Given text |
------------------------------------------------------------------------

# 67 Upper Control Arm Rain Guard Question



## mgrablin (Sep 23, 2014)

Folks, I am refreshing a 67 Sedan and wish to install the OEM style inner fender well rain shields. From the looks of a mark in the dealer installed undercoat, it appears that the shields were placed on the outer side of the inner fender well with the staple bent end on the inside. Would also appreciate any helpful insights on the best method of bending the ends of the staples so they appear factory installed. I assume drilling two small holes is the best method to penetrate the fender well. Surprisingly there are no apparent prior holes in the inner fender well.


----------



## 666bbl (Apr 13, 2014)

Are they out or in the car? Either way (just easier out) I have a little bit of a cheat for this. Get some softer stainless welding wire and clip your own "staples" out of it. The day judges get out calipers to measure staple diameter, I QUIT!! But seriously, close to the right size and easier to bend in such a short distance. And how to bend, I block the back side with a heavy body dolly and take an old flat blade driver with a notch ground in the end to get them started over, finish with a gentle tap from a clean mid size hammer. I too am surprised you don't see the OEM holes, but it is 2014. Easy to forget the several eras of muscle car renaissance periods and they could be "old" repros.


----------

------------------------------------------------------------------------

Written instruction A | In the rain guard thread, list the tools the reply by 666bbl uses to bend the staple ends.
Written instruction B | According to the rain guard thread, what material does 666bbl suggest for making homemade staples?
Use only the rain guard thread above.

------------------------------------------------------------------------

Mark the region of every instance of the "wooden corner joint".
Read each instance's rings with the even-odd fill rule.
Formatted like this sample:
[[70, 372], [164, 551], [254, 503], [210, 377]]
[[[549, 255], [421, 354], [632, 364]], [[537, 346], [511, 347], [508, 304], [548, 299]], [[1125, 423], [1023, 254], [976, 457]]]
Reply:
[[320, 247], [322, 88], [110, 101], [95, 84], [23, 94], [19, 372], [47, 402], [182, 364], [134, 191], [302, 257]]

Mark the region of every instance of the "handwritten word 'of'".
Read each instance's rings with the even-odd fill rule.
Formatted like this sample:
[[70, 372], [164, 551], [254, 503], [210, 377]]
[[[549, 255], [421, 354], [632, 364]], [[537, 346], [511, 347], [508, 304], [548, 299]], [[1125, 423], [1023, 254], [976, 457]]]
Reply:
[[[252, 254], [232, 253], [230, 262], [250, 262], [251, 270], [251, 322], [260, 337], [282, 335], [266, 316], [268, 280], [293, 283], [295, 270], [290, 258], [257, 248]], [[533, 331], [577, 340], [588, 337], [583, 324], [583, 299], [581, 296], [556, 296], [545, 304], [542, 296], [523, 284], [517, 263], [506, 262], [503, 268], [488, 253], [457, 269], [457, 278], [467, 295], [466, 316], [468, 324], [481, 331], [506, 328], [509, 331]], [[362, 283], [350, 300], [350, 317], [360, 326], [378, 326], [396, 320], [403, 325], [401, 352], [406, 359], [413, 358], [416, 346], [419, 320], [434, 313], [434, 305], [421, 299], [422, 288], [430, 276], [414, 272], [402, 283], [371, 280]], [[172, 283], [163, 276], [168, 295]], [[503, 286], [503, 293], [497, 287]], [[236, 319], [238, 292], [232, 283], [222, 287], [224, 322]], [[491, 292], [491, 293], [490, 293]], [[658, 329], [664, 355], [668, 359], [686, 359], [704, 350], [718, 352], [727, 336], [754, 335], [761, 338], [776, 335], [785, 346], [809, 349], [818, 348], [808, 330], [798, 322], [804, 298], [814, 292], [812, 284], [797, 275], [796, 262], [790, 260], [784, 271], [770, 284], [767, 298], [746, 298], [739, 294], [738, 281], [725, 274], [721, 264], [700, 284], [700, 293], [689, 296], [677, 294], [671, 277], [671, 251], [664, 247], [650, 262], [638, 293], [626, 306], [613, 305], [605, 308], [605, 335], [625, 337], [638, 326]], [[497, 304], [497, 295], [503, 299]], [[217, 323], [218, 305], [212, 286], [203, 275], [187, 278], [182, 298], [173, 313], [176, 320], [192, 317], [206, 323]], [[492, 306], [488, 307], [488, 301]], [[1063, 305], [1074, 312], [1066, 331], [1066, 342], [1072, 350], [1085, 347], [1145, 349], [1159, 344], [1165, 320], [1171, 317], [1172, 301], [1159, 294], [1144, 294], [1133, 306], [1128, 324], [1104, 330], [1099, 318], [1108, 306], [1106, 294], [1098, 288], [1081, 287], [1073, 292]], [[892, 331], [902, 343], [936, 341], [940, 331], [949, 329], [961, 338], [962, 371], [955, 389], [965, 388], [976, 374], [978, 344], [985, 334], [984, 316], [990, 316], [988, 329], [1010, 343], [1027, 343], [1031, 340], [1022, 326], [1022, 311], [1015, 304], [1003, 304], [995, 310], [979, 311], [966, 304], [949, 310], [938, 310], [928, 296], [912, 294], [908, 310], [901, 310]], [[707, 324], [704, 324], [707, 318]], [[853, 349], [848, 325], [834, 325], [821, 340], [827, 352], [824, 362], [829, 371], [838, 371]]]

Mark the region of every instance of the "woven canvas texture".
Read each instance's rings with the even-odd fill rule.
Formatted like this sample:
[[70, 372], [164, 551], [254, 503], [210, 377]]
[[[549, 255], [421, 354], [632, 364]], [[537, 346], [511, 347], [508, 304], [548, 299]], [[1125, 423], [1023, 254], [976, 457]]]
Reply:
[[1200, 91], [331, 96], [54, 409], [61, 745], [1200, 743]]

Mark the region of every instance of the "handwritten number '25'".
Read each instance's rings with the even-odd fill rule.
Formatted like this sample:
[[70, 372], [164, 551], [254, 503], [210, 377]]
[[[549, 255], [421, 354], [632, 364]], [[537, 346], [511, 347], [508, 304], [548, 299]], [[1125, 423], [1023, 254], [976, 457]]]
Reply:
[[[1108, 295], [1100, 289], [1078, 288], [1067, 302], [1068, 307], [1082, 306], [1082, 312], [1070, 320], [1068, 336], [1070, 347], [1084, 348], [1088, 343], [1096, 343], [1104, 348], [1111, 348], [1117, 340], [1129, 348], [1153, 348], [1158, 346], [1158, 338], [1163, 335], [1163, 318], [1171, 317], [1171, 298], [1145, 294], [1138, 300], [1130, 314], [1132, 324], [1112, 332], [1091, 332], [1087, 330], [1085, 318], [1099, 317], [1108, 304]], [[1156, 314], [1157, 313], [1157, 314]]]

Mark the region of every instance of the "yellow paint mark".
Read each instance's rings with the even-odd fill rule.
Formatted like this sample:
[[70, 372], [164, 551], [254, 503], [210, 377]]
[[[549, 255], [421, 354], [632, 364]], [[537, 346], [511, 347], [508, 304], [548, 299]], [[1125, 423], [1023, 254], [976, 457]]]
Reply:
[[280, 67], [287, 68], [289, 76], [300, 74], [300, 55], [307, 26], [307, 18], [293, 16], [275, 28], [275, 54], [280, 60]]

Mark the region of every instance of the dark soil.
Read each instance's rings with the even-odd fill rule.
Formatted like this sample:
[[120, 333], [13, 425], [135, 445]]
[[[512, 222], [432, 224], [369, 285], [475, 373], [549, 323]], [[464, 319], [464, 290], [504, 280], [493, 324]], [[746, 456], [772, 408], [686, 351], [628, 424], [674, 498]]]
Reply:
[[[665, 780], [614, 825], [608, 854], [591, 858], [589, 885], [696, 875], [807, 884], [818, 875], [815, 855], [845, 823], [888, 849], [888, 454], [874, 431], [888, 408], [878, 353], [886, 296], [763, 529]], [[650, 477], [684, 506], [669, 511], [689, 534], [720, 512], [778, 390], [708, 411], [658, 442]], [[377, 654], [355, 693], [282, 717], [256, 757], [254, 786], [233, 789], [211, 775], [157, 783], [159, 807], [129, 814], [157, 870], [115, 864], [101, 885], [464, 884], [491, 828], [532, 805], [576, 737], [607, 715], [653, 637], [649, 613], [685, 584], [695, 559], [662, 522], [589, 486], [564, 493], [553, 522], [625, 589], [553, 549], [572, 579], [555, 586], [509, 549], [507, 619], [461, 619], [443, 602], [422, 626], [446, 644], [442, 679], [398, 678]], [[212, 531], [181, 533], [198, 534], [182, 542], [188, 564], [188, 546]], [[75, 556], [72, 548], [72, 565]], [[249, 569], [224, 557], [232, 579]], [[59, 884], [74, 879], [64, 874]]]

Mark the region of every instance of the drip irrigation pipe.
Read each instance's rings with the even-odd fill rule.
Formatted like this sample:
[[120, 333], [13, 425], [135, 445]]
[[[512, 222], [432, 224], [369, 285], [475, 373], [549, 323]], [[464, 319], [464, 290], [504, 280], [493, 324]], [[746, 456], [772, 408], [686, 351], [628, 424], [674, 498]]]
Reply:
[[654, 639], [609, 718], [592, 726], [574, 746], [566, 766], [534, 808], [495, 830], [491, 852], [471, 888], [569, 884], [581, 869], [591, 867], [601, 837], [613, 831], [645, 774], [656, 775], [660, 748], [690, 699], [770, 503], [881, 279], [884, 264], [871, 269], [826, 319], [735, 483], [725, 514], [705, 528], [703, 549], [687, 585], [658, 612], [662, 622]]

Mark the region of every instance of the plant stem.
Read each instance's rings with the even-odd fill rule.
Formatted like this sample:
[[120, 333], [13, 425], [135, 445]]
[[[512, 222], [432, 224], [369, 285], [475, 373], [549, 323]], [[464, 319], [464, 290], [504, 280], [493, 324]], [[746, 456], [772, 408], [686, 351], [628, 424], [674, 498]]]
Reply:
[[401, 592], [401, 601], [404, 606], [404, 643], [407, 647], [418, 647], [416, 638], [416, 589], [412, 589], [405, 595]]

------------------------------------------------------------------------

Finished answer A |
- A heavy body dolly
- An old flat blade driver with a notch ground in the end
- A clean mid size hammer

Finished answer B | Softer stainless welding wire.